§ TASK MATERIAL:
+ + + +

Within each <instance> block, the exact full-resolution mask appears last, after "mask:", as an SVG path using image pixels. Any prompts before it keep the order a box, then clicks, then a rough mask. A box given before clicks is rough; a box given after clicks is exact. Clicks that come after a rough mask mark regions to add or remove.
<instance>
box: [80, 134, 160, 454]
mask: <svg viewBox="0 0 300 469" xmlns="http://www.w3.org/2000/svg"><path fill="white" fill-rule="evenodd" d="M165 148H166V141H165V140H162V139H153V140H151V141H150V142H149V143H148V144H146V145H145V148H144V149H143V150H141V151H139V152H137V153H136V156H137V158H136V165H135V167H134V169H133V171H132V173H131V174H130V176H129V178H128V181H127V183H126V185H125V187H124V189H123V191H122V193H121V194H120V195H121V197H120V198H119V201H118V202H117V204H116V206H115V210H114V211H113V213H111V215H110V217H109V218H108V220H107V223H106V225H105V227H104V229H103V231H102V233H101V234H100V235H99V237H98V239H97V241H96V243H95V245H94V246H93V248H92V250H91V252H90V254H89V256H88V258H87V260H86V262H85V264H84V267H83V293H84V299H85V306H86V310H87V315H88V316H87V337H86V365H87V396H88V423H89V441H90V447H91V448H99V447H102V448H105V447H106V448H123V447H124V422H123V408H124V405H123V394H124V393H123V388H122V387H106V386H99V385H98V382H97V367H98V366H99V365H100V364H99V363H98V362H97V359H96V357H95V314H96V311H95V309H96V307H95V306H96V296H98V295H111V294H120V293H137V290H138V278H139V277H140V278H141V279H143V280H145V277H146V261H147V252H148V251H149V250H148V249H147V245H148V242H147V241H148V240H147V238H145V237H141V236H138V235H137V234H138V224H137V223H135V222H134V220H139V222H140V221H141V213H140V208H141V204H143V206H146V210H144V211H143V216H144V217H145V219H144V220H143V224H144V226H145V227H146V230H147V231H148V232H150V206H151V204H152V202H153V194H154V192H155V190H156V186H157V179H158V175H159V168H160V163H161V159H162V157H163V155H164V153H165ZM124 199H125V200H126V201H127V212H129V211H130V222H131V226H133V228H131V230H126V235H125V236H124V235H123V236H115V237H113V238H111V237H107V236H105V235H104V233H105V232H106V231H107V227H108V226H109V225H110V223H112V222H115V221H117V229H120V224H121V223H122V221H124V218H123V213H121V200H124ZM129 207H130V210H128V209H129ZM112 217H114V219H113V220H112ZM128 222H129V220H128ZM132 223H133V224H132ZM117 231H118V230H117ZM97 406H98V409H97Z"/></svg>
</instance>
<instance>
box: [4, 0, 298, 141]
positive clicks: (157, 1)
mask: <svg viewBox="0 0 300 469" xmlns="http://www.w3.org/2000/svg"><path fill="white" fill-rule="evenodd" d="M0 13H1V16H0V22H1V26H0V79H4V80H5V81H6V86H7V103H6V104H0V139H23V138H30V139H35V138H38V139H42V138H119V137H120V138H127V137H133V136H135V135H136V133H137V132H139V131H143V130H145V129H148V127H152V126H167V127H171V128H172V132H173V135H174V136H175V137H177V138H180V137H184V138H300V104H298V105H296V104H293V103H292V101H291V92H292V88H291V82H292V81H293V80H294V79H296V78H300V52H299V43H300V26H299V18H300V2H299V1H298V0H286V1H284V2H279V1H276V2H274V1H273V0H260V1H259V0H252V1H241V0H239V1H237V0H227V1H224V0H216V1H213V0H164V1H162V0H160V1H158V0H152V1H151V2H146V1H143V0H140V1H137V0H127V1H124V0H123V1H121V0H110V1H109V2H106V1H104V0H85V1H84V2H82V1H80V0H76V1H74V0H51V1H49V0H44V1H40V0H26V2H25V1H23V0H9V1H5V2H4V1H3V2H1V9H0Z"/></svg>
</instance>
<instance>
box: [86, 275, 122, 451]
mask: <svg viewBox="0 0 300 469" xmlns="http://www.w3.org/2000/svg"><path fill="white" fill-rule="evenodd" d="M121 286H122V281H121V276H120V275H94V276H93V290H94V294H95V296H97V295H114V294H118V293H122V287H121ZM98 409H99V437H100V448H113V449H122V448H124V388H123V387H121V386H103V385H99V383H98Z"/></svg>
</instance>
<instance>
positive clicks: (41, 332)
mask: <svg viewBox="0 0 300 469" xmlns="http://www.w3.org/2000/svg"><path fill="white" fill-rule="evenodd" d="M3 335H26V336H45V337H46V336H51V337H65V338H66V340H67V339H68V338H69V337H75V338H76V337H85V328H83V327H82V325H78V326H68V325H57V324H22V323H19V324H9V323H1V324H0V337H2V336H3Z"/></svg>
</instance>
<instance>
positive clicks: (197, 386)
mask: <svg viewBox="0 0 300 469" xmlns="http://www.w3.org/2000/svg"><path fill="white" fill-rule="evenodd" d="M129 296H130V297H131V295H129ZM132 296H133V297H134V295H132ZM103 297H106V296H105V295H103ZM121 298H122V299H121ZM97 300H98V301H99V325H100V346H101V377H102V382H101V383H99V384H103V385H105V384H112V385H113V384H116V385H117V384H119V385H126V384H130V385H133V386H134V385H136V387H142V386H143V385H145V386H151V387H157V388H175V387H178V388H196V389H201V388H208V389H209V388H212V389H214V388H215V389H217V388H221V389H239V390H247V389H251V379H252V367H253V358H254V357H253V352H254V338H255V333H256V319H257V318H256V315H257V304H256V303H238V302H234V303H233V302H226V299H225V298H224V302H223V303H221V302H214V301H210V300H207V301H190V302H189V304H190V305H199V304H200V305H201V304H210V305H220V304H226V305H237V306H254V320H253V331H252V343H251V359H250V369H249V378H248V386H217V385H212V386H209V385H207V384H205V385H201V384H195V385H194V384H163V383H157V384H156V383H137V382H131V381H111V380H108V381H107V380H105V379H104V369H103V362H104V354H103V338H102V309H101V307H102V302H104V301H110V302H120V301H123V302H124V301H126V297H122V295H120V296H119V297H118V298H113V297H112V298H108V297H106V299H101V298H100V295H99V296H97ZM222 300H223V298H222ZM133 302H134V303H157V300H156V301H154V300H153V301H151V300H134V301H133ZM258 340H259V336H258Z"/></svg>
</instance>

+ + + +

§ WHAT YOU SHOULD DO:
Search the material for the word "clicks". Each line where it is found must be copied.

§ WRITTEN RESPONSE:
Within each <instance> block, the exact full-resolution mask appears last, after "mask:", as an SVG path using image pixels. Any prompts before it keep the order a box, then clicks, then a rough mask. A box given before clicks is rough; a box given after clicks is exact. Clicks that come after a rough mask mark regions to add or remove.
positive clicks: (157, 1)
positive clicks: (41, 332)
positive clicks: (197, 386)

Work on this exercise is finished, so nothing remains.